◆ **What is needed**: The reply must repeat the listing below exactly and carry none of its pictures.

◆ **Exercise input**:
------------

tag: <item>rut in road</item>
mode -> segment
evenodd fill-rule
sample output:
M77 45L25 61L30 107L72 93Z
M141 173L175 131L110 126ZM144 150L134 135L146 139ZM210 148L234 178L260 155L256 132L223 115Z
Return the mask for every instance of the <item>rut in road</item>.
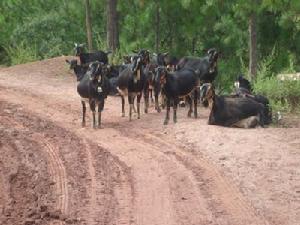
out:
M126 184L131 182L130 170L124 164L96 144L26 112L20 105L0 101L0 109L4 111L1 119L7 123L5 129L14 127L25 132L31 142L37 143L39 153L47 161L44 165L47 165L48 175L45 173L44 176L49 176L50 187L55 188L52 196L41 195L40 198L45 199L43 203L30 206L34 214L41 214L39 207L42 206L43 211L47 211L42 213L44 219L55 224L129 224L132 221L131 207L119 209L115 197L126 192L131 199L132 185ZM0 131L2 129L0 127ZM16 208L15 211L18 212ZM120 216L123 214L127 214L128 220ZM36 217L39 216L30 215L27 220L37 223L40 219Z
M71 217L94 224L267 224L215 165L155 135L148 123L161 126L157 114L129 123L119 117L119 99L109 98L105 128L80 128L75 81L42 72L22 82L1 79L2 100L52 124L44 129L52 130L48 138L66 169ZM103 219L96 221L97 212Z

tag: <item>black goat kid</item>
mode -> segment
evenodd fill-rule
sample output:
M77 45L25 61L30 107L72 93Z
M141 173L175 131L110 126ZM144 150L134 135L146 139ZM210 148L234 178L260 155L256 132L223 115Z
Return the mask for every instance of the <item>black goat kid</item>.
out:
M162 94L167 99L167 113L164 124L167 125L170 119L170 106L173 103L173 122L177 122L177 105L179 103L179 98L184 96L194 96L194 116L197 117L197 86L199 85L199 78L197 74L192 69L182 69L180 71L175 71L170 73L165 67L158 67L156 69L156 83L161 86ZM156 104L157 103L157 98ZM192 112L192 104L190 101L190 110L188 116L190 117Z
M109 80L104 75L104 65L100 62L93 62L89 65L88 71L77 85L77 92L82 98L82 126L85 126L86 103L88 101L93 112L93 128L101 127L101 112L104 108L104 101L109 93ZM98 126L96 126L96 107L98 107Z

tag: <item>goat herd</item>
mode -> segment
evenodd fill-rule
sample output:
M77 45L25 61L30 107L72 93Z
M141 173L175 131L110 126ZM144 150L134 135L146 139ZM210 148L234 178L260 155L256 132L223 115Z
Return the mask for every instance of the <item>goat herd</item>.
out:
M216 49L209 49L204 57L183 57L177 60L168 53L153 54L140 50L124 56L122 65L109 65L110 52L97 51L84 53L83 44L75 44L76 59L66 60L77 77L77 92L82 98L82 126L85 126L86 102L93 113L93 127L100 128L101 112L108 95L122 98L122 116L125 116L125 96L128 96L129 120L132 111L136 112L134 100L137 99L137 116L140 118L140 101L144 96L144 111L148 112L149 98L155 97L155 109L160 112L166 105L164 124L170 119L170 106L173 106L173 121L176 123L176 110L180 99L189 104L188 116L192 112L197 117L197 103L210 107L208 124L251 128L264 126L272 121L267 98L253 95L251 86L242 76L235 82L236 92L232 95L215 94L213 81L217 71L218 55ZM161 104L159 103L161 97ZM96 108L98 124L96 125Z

------------

◆ **Solution to this problem**:
tag: <item>rut in road</item>
mode -> segment
evenodd fill-rule
sample output:
M77 45L25 61L30 107L72 93Z
M141 173L175 131L110 126ZM144 150L134 135L146 139ZM210 148L234 178L260 155L256 132L223 115Z
Return the mask for every instance of the <item>rut in road</item>.
out:
M126 184L131 182L130 170L124 164L96 144L26 112L20 105L0 101L0 109L4 111L1 119L7 123L5 129L14 127L25 132L31 142L37 143L39 153L47 161L44 165L47 165L48 175L45 173L44 176L49 176L50 187L55 188L52 196L41 195L40 198L45 199L43 203L30 206L34 214L41 214L39 207L42 206L43 211L47 211L42 213L44 219L55 224L129 224L132 221L131 207L119 209L115 197L126 192L131 199L132 185ZM0 131L2 129L0 127ZM16 208L15 211L18 212ZM120 216L123 214L127 214L128 220ZM36 217L39 216L30 215L27 220L37 223L40 219Z
M71 217L94 224L267 224L215 165L155 135L148 123L161 126L157 114L129 123L119 117L119 99L109 98L105 128L80 128L75 81L42 72L22 82L1 79L2 100L52 124L44 129L52 130L48 138L66 169ZM103 219L96 221L97 212Z

tag: <item>black goat kid</item>
mode -> segment
evenodd fill-rule
sample output:
M77 45L25 61L30 107L72 93Z
M141 173L175 131L110 126ZM144 150L134 135L146 139ZM210 148L234 178L260 155L256 132L223 115Z
Return the mask for every instance of the <item>black goat kid</item>.
out:
M162 94L167 99L167 113L164 124L167 125L170 119L170 106L173 103L173 122L177 122L177 105L179 103L179 98L184 96L194 96L194 116L197 117L197 86L199 85L199 78L197 74L192 69L182 69L180 71L175 71L170 73L165 67L158 67L156 69L156 83L161 86ZM156 104L157 103L157 98ZM192 112L192 104L190 101L190 110L188 116L190 117Z
M109 80L104 75L104 65L100 62L93 62L89 65L88 71L77 85L77 92L82 98L82 126L85 126L86 103L88 101L93 112L93 128L101 127L101 112L104 108L104 101L109 93ZM98 126L96 126L96 107L98 107Z

tag: <item>goat herd</item>
mode -> segment
evenodd fill-rule
sample output:
M77 45L25 61L30 107L72 93Z
M141 173L175 131L110 126ZM144 150L134 135L146 139ZM210 148L234 178L260 155L256 132L223 115Z
Return the mask for every instance of the <item>goat herd</item>.
out:
M216 49L209 49L204 57L183 57L177 60L168 53L153 54L140 50L124 56L122 65L109 65L110 52L97 51L84 53L83 44L75 44L76 59L66 60L77 77L77 92L82 98L82 126L85 126L86 102L93 113L93 127L100 128L101 112L108 95L122 98L122 116L125 116L125 96L128 96L129 120L132 111L136 112L134 100L137 99L137 116L140 118L140 101L144 96L144 111L148 112L149 98L155 97L155 109L160 112L166 105L164 124L170 119L170 106L173 106L173 121L176 123L176 110L180 99L189 104L188 116L192 112L197 117L197 103L210 107L208 124L251 128L264 126L272 121L267 98L253 95L251 86L242 76L235 82L236 92L232 95L215 94L213 81L217 71L218 55ZM161 104L159 103L161 97ZM96 108L98 124L96 125Z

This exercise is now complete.